**Page excerpt:**

= = = = = = =

# Guthrie Govan and the Aristocrats in Toronto!



## Congee99 (Apr 22, 2006)

Oct 6 and Oct 7!
This is going to be amazing!


----------



## mhammer (Nov 30, 2007)

I'd never heard of him before, but the cover story in GP made me curious. He seems like a thoughtful and fun musician. The few youtube videos I've seen of his did nothing to change that perception. Should be a fun show.


----------



## wintle (Mar 25, 2008)

I have tix for the Cosmo show. Taking the kids so Opera House is out. Should be a good show.

Cheers


----------



## GuitarsCanada (Dec 30, 2005)

He has been a part of the Total Guitar and Guitar Techniques crew for years


----------



## rockinbluesfan (Mar 3, 2008)

Yeah I never heard of him before either but a co-worker linked me to a youtube video of him - amazing player!


----------



## Congee99 (Apr 22, 2006)

Yes, I heard there were two shows too. I can't wait. Geeking out on Guthrie and Jeff Beck in October!

BTW, I picked up the Aristocrats CD at Cosmo, and it's amazing! It's nice to hear 'interplay' between musicians. The playing is stellar.


----------

= = = = = = =

**Data section:**
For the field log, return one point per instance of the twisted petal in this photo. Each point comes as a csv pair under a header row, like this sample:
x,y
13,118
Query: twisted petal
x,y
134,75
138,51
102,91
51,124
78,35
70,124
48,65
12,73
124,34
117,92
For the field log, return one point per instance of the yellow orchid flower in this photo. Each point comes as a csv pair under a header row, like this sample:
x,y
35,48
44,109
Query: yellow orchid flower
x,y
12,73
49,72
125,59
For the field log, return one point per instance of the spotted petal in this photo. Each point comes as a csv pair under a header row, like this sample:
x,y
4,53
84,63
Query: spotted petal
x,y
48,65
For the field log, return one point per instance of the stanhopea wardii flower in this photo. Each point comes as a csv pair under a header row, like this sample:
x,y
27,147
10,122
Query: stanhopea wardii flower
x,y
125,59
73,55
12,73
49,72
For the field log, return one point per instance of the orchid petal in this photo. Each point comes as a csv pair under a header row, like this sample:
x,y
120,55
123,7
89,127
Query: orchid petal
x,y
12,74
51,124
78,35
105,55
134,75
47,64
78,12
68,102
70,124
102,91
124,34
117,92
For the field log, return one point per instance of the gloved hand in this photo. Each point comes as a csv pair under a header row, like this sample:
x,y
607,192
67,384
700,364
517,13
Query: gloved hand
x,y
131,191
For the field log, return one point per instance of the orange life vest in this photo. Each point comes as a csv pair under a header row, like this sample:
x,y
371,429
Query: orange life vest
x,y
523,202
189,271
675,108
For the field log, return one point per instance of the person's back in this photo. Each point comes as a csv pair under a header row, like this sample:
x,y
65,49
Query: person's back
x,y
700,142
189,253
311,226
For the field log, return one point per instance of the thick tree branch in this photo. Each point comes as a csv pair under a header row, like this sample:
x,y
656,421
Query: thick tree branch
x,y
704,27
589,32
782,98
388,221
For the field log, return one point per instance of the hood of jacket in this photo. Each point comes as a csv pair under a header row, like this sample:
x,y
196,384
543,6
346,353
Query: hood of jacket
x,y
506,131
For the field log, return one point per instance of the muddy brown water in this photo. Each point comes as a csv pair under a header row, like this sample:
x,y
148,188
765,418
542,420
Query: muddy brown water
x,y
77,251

= = = = = = =

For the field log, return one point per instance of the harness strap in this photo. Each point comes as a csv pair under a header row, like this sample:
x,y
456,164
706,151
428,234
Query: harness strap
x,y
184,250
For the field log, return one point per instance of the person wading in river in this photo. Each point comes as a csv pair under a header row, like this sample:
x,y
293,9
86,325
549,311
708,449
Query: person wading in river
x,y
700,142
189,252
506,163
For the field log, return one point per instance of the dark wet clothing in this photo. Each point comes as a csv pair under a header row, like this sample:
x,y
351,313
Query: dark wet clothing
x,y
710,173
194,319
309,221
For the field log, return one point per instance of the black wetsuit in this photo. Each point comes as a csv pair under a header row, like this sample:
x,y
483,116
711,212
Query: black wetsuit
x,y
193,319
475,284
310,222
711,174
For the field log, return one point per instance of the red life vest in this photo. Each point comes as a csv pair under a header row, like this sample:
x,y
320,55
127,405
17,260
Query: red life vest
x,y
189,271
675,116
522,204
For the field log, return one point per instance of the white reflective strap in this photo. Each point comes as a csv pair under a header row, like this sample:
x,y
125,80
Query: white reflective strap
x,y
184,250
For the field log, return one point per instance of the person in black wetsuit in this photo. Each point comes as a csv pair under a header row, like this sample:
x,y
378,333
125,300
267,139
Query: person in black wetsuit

= = = = = = =

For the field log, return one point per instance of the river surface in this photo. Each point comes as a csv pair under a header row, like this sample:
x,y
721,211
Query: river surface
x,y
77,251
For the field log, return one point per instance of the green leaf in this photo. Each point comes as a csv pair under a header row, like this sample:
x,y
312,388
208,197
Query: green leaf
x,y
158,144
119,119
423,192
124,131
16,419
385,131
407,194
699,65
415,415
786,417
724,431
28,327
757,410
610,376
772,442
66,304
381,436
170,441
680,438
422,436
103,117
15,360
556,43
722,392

= = = = = = =

**To do:** In the forum thread on Guthrie Govan and the Aristocrats in Toronto, which crews does GuitarsCanada say Govan has belonged to for years? The records have nothing to do with the forum thread and stand as their own material.

**Output of the task:** The Total Guitar and Guitar Techniques crews.